=== Exercises to complete ===
1. Translate this sentence from the text about the Isles fantasy series into Spanish: "She's not a very powerful wizard."
2. Answer these questions using the text about the Isles fantasy series.
(a) What setting did the author originally intend to use?
(b) What happened to the Kingdom of the Isles the last time the magical forces peaked?
(c) Which book in the list is dated 2001?

=== Text excerpt ===
───
The magical forces wizards draw upon have a thousand-year cycle; currently, they're reaching a peak, so even the weakest wizard can do mighty things. Unfortunately, most wizards don't understand these forces properly, and tend to do a lot of damage with the side effects of their spells. The last time the forces peaked, the Kingdom of the Isles shattered into squabbling successor states. Tenoctris is a survivor from that disaster. She's not a very powerful wizard. But ... she does understand the forces of magic, and her spells do what she intends them to do, no more or less — making her an absolutely vital resource.

I'd intended to use Atlantis as a setting. Tom [Doherty, Tor's publisher] pointed out that none of the series which had done really well had real-world settings; and OK, Atlantis wasn't exactly real, but—
I don't generally argue with a publisher, especially when (as in this case) he's one of the best marketing people in the business. I set my novel in The Isles, which are Not Atlantis.
— David Drake, from his website

The books are:

  • Lord of the Isles (1997).
  • Queen of Demons (1998).
  • Servant of the Dragon (1999)
  • Mistress of the Catacombs (2001)
  • Goddess of the Ice Realm (2003)
  • Master of the Cauldron (2004)
  • The Fortress of Glass (2006)
  • The Mirror of Worlds (2007)
───
=== Information given ===
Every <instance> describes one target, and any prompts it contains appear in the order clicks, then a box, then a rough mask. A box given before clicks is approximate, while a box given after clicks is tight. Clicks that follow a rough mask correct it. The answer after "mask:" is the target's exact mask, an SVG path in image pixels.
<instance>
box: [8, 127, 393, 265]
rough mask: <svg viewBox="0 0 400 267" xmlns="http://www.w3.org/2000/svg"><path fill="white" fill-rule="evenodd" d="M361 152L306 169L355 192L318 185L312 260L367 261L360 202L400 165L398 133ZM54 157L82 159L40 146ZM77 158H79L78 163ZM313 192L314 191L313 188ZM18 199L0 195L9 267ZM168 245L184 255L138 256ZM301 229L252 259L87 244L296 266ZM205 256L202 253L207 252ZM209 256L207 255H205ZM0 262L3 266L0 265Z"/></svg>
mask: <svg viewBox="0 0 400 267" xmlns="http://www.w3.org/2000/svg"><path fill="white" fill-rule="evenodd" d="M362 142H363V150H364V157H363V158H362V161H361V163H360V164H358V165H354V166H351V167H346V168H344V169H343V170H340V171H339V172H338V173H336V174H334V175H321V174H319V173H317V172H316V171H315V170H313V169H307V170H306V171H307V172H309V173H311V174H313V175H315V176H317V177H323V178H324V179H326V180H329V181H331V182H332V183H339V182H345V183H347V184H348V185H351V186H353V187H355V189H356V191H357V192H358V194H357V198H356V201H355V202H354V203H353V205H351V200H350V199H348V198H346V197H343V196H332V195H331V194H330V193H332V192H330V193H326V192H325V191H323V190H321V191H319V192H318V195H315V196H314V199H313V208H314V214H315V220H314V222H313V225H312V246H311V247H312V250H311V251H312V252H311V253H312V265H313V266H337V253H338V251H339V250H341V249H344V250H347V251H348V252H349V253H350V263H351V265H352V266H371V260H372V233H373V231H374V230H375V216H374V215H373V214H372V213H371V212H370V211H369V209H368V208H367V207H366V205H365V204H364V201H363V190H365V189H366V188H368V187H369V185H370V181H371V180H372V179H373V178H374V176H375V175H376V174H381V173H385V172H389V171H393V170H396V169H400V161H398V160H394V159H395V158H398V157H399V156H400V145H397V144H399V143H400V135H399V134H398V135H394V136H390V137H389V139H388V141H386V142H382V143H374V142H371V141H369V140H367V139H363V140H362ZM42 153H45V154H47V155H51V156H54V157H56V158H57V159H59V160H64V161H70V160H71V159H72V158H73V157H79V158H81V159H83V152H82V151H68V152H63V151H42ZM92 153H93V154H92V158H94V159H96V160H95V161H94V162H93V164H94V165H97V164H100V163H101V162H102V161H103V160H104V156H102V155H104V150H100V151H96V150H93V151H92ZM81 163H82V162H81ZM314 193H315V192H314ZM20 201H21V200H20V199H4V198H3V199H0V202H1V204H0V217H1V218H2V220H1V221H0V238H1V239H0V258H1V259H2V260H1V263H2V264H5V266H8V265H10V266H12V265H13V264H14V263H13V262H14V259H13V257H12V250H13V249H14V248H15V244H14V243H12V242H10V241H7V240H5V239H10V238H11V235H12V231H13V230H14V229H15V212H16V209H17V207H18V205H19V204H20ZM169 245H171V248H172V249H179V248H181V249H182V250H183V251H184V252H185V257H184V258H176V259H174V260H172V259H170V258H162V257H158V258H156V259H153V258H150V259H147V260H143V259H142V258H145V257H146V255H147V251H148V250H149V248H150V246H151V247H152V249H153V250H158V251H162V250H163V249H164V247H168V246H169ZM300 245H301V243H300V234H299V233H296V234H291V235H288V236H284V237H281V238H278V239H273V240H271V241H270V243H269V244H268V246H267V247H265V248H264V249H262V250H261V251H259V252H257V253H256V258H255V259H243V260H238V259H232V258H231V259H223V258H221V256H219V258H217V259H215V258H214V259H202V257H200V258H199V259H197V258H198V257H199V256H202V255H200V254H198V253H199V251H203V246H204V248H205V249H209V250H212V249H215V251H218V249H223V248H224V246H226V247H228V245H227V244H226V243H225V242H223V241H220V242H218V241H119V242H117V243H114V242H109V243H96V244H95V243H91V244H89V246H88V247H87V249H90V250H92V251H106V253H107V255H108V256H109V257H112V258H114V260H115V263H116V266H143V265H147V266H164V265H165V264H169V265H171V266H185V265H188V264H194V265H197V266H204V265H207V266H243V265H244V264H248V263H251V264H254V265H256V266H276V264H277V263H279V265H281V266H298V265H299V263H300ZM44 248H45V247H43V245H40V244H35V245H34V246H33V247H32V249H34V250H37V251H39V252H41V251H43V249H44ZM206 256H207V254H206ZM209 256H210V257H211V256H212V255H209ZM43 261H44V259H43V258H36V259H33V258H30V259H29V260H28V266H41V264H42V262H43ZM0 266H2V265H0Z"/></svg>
───
=== Answers given ===
1. No es una hechicera muy poderosa.

2.
(a) Atlantis
(b) It shattered into squabbling successor states.
(c) Mistress of the Catacombs